Stored data entries:
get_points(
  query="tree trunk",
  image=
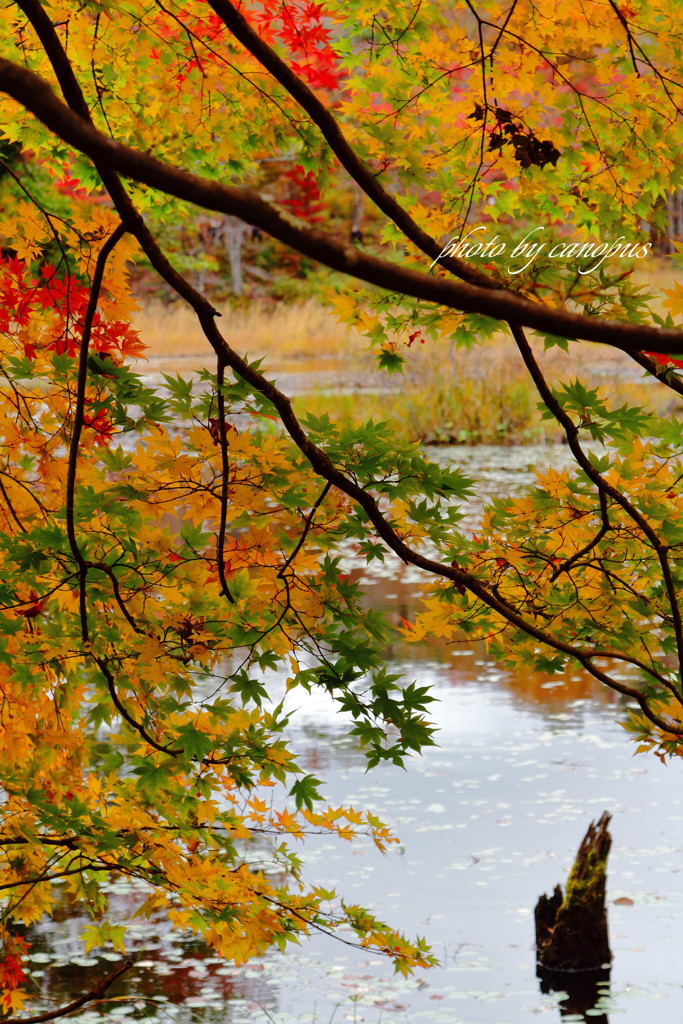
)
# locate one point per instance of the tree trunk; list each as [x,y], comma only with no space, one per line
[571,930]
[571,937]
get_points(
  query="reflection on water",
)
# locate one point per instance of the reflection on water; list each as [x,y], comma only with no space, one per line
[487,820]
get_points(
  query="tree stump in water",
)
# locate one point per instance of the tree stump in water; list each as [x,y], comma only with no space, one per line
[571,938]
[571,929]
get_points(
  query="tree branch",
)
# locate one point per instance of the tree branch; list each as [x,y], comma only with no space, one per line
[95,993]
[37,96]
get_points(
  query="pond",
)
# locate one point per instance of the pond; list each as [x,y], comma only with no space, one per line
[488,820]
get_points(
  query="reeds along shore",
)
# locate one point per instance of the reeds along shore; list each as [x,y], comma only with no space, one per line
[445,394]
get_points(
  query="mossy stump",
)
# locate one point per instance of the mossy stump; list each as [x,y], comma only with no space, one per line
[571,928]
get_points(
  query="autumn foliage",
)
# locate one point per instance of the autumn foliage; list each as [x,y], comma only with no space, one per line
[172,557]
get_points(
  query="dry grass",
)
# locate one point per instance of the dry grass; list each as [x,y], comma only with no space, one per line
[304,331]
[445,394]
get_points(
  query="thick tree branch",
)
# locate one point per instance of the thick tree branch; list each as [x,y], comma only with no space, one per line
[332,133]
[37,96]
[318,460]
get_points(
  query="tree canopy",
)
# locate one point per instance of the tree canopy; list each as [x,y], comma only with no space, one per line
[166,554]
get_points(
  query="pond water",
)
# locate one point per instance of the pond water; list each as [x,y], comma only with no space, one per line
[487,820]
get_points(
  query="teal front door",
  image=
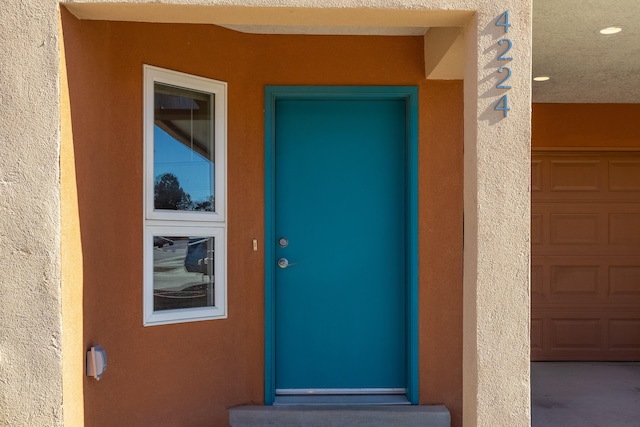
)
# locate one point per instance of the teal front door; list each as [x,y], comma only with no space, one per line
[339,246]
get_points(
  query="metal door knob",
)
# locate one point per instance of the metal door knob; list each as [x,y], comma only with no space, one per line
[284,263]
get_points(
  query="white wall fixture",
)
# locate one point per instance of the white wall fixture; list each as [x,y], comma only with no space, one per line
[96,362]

◆ PROMPT: Omitting the pictures, repeat all entries exactly.

◆ RESPONSE TO THE TASK:
get_points(
  query="tree trunk",
  image=
)
# locate one point per instance of the tree trunk; list each as [x,y], comma only with no space, one per line
[571,930]
[571,937]
get_points(
  query="reflection on water",
)
# locate one point per instance of the reflection on water; list each as [x,y], comma only with no space, one per line
[487,820]
get_points(
  query="tree stump in water",
)
# locate one point per instance of the tree stump in water; list each as [x,y], comma only with no space, one per line
[571,938]
[571,929]
get_points(
  query="tree branch",
)
# locate one point per instance of the tree branch; list each as [x,y], comma only with no space, one per line
[95,993]
[37,96]
get_points(
  query="pond",
)
# locate one point per instance of the pond; list each as [x,y], comma only with no space, one per line
[488,820]
get_points(
  query="reeds along shore",
)
# locate one point per instance of the reeds along shore; list each as [x,y], comma only with no space, one per line
[445,394]
get_points(
  query="mossy stump",
)
# locate one point per instance of the mossy stump; list each as [x,y], comma only with no space, one per line
[571,928]
get_points(
  query="autumn foliage",
)
# locate one point per instance of the autumn foliage; list each as [x,y], comma only with no space, one per line
[172,557]
get_points(
  query="dry grass",
)
# locate one point per instance of the dry grass; list each as [x,y], comma only with no space, one per line
[304,331]
[445,394]
get_points(
  query="thick tree branch",
)
# locate one point per instance of the thick tree branch; list each as [x,y], comma only with no space, one per line
[332,133]
[37,96]
[318,460]
get_points(
  query="tree canopy",
)
# locate one point per instance of the tree canopy; list each as [x,y], comma only with no space, one per line
[166,554]
get_points(
  query="pond water",
)
# locate one point per instance of the pond water; list each as [x,y], comma only with no space, one per line
[487,820]
get_points(
  query="teal front door",
  image=
)
# locate one point per instance of the teal front door; list each as [x,y], comma only with no space, one per line
[339,246]
get_points(
  query="metal door knob",
)
# locate one point per instance of the metal door knob; list each as [x,y], comma only with no space, one per line
[284,263]
get_points(
  query="white wall fixture",
)
# locate one point per instance of the white wall fixture; list each as [x,y], comma only with no space, one per line
[96,362]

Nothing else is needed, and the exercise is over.